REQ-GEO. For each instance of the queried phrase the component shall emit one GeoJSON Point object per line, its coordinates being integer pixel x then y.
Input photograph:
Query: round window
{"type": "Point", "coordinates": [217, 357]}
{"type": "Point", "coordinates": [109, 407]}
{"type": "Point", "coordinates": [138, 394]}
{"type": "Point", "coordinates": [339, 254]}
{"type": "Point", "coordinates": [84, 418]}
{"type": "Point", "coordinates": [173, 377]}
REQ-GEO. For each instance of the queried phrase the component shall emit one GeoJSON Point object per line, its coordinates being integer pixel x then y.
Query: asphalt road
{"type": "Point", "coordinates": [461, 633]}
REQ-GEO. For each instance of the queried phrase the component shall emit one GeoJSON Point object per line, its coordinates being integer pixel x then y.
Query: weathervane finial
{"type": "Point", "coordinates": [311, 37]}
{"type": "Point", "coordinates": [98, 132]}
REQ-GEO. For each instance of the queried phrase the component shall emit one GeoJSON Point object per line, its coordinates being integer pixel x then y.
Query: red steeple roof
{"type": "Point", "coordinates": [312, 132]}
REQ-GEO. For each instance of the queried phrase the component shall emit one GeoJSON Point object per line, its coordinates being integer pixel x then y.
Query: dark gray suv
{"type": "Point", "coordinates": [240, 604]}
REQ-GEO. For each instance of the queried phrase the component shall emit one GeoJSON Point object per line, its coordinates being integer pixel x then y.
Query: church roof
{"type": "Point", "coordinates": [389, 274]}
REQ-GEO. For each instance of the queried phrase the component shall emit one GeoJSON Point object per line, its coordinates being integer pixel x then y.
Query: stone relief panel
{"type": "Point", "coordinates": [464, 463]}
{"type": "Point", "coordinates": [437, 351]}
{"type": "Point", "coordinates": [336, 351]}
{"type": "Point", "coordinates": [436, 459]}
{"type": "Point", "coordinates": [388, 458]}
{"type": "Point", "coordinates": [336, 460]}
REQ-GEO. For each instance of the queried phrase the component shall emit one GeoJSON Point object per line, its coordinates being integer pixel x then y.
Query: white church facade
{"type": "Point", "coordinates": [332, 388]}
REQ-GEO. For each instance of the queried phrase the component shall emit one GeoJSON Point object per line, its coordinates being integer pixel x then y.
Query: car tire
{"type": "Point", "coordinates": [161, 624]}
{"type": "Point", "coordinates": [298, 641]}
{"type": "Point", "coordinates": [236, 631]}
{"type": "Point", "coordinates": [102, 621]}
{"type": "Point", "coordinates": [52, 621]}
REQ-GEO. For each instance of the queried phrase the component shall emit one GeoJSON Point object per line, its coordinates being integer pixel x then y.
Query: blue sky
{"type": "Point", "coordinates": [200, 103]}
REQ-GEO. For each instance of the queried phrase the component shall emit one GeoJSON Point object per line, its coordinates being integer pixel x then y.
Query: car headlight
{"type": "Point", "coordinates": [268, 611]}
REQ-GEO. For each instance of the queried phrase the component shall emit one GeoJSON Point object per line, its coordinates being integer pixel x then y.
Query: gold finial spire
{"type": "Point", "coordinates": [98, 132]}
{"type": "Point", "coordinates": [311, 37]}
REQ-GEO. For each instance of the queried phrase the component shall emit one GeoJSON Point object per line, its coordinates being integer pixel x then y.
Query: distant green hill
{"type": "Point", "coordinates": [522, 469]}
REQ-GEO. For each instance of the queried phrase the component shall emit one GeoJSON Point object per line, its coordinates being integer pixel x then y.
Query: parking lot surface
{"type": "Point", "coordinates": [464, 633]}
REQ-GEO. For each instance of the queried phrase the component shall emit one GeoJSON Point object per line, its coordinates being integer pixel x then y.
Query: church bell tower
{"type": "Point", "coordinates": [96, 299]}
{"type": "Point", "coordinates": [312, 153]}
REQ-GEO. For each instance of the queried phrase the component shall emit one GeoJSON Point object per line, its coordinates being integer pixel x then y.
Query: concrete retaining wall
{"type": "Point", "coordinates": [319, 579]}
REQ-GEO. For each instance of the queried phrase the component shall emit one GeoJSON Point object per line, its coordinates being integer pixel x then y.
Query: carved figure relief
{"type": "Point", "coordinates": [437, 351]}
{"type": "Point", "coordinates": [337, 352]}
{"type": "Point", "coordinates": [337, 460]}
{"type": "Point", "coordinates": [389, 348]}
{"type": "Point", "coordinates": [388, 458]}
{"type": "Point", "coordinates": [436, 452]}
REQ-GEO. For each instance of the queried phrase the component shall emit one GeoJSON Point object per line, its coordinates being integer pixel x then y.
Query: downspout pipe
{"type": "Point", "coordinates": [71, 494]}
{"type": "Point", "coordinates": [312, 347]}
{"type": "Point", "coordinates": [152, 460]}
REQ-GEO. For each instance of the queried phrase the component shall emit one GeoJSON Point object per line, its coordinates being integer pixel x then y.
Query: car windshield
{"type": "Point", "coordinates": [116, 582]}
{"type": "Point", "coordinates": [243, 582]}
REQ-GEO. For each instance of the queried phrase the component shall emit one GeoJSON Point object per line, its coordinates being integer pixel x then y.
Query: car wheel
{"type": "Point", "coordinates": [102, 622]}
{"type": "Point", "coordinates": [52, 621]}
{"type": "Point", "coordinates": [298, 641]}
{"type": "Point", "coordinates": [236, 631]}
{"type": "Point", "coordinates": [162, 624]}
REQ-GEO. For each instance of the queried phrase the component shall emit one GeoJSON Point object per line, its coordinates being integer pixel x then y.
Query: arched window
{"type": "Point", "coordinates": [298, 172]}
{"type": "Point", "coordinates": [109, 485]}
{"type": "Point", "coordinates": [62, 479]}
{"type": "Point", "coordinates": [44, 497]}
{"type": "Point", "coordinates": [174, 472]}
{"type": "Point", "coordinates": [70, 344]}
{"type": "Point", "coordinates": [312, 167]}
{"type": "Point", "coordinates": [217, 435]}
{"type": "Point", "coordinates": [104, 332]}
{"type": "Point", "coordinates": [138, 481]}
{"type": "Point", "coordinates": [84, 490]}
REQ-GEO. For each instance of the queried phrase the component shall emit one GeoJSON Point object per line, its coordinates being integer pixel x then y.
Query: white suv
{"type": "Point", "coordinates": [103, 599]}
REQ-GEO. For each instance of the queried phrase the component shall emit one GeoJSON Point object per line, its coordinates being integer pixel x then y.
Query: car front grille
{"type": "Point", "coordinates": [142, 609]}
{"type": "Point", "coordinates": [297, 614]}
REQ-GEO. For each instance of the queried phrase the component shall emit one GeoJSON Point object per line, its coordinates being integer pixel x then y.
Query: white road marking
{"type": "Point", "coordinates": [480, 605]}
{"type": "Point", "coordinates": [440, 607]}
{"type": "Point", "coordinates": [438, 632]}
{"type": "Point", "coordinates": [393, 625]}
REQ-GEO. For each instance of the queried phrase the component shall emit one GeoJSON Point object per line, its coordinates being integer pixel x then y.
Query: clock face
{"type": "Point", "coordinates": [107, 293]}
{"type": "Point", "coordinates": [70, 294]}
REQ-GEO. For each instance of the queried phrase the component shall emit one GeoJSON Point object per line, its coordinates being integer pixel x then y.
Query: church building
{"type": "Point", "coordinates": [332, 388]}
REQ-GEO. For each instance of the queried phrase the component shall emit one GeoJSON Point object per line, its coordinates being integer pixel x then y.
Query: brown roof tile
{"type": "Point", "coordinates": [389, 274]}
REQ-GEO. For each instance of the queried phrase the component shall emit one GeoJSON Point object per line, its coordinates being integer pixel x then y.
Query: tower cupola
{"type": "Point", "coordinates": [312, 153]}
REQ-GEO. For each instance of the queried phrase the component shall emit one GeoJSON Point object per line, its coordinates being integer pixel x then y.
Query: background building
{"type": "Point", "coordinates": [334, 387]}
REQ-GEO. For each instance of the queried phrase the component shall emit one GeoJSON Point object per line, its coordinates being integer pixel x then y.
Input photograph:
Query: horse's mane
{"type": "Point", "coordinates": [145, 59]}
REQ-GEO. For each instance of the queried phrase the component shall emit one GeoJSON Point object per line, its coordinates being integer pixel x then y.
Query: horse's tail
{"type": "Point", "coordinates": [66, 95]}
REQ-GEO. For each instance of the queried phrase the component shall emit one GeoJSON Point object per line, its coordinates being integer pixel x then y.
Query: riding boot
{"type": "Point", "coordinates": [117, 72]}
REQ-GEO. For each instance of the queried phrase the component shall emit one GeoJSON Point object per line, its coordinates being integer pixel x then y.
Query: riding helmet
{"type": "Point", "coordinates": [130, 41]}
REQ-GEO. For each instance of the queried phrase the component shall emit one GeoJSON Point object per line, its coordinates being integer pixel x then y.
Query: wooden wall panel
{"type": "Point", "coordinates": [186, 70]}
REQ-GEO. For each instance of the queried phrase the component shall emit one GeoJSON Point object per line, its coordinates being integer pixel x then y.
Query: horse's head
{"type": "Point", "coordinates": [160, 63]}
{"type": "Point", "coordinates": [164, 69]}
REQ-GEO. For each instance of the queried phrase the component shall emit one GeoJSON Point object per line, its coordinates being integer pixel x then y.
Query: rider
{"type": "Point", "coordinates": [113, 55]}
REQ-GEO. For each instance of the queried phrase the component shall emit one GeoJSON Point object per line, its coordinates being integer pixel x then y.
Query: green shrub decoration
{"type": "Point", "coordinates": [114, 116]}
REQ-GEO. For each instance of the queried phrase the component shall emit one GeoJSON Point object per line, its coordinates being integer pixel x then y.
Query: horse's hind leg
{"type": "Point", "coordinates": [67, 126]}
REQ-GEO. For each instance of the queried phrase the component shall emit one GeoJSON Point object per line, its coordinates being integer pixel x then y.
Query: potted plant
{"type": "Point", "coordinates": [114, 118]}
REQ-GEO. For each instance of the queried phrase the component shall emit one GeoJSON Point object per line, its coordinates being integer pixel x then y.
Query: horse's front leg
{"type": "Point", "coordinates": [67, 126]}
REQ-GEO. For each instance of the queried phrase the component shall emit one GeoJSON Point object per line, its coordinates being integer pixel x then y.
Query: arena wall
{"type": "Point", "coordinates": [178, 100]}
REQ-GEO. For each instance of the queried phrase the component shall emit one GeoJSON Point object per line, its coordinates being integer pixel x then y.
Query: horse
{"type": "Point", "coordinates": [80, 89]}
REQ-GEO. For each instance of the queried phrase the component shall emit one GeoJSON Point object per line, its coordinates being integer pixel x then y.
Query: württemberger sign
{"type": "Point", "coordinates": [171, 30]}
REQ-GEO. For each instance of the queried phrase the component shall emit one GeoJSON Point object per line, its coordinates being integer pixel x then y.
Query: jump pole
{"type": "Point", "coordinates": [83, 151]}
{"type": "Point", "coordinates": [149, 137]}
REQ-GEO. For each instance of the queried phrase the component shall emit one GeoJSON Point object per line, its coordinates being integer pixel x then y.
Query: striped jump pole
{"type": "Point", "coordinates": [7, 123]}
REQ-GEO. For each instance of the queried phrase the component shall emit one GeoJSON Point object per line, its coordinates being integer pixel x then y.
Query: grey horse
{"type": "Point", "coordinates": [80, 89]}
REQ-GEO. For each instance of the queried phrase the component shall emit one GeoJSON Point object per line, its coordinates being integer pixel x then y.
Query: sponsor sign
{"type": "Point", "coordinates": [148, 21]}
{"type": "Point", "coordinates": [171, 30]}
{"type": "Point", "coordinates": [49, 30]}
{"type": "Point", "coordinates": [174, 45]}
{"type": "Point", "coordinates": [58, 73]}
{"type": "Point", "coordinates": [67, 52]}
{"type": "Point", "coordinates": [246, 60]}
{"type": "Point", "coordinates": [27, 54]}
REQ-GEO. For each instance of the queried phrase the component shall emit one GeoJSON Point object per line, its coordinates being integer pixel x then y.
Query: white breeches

--*--

PROBLEM REQUIREMENTS >>
State how many lines in the entries above contain the string "building". Reply with the number alone.

OUTPUT OF THE TASK >>
2